START DATA SECTION
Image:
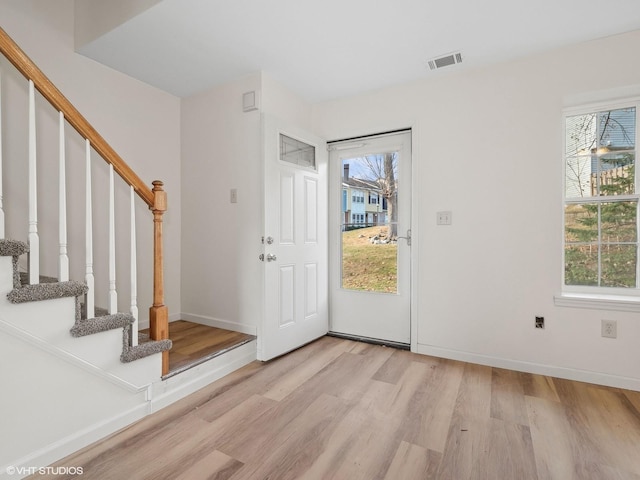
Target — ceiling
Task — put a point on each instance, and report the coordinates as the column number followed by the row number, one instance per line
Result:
column 335, row 48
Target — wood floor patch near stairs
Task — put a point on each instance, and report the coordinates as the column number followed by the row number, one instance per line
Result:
column 194, row 343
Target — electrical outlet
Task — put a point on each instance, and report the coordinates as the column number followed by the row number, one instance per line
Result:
column 609, row 328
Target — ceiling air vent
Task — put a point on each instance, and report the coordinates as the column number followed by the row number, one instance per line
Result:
column 445, row 60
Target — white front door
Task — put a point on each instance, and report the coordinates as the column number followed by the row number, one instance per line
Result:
column 295, row 239
column 370, row 246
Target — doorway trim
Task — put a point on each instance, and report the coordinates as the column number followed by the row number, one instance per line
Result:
column 413, row 127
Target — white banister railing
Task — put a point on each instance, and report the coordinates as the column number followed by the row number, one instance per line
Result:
column 134, row 273
column 1, row 205
column 155, row 198
column 113, row 294
column 63, row 258
column 34, row 240
column 88, row 236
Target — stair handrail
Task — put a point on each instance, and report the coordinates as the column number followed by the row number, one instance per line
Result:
column 50, row 92
column 155, row 198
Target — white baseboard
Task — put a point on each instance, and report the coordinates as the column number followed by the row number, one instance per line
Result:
column 216, row 322
column 72, row 443
column 536, row 368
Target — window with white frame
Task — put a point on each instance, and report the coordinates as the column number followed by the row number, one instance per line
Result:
column 601, row 200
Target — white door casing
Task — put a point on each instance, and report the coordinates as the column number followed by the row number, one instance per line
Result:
column 295, row 243
column 375, row 315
END DATA SECTION
> [PROBLEM TO SOLVE] All of the entries above should be retyped exactly, with the pictures left out.

> [OUTPUT]
Image:
Target — ceiling
Task — put a point on each instance, and report the coordinates as the column number followed by the row number, one instance per line
Result:
column 335, row 48
Target — wood floor patch near stairs
Task — put a point on each instance, and report the coordinates as the column number followed by the row number, one instance per line
Result:
column 194, row 343
Target — electrical outlet
Task — put a point on each instance, and report the coordinates as the column number followed by the row number, one instance per line
Result:
column 609, row 328
Target — ceiling air vent
Task — put a point on each instance, and report the coordinates as the column number followed by the row number, one instance per line
Result:
column 445, row 60
Target — white front door
Task — put a point on each instance, and report the coordinates as the column number followed by the row number, one instance per line
Result:
column 295, row 239
column 370, row 246
Target — doorway trim
Task — put a point on each instance, and report the coordinates as the column number followed by the row number, one instance per line
Result:
column 413, row 127
Target — white banister railing
Task — put a point on each instance, and report the coordinates as the column number followed by the row number, one instance per line
Result:
column 134, row 273
column 1, row 205
column 155, row 198
column 113, row 294
column 63, row 258
column 34, row 240
column 88, row 236
Target — stair handrail
Task — put a point on each instance, and report the coordinates as the column number followed by the row number, one instance per line
Result:
column 50, row 92
column 155, row 198
Target — white baseboard
Task — put a point on each instance, and report the coordinates as the column number followed by the row number, one instance per line
Result:
column 216, row 322
column 72, row 443
column 536, row 368
Target — window with white frame
Task — put a point on each instance, and report the coordinates as the column number followed by the row number, one instance per line
Result:
column 601, row 200
Target — white door casing
Task — put a point on each instance, and report the coordinates as the column number followed by the row number, one instance per line
Result:
column 295, row 243
column 375, row 315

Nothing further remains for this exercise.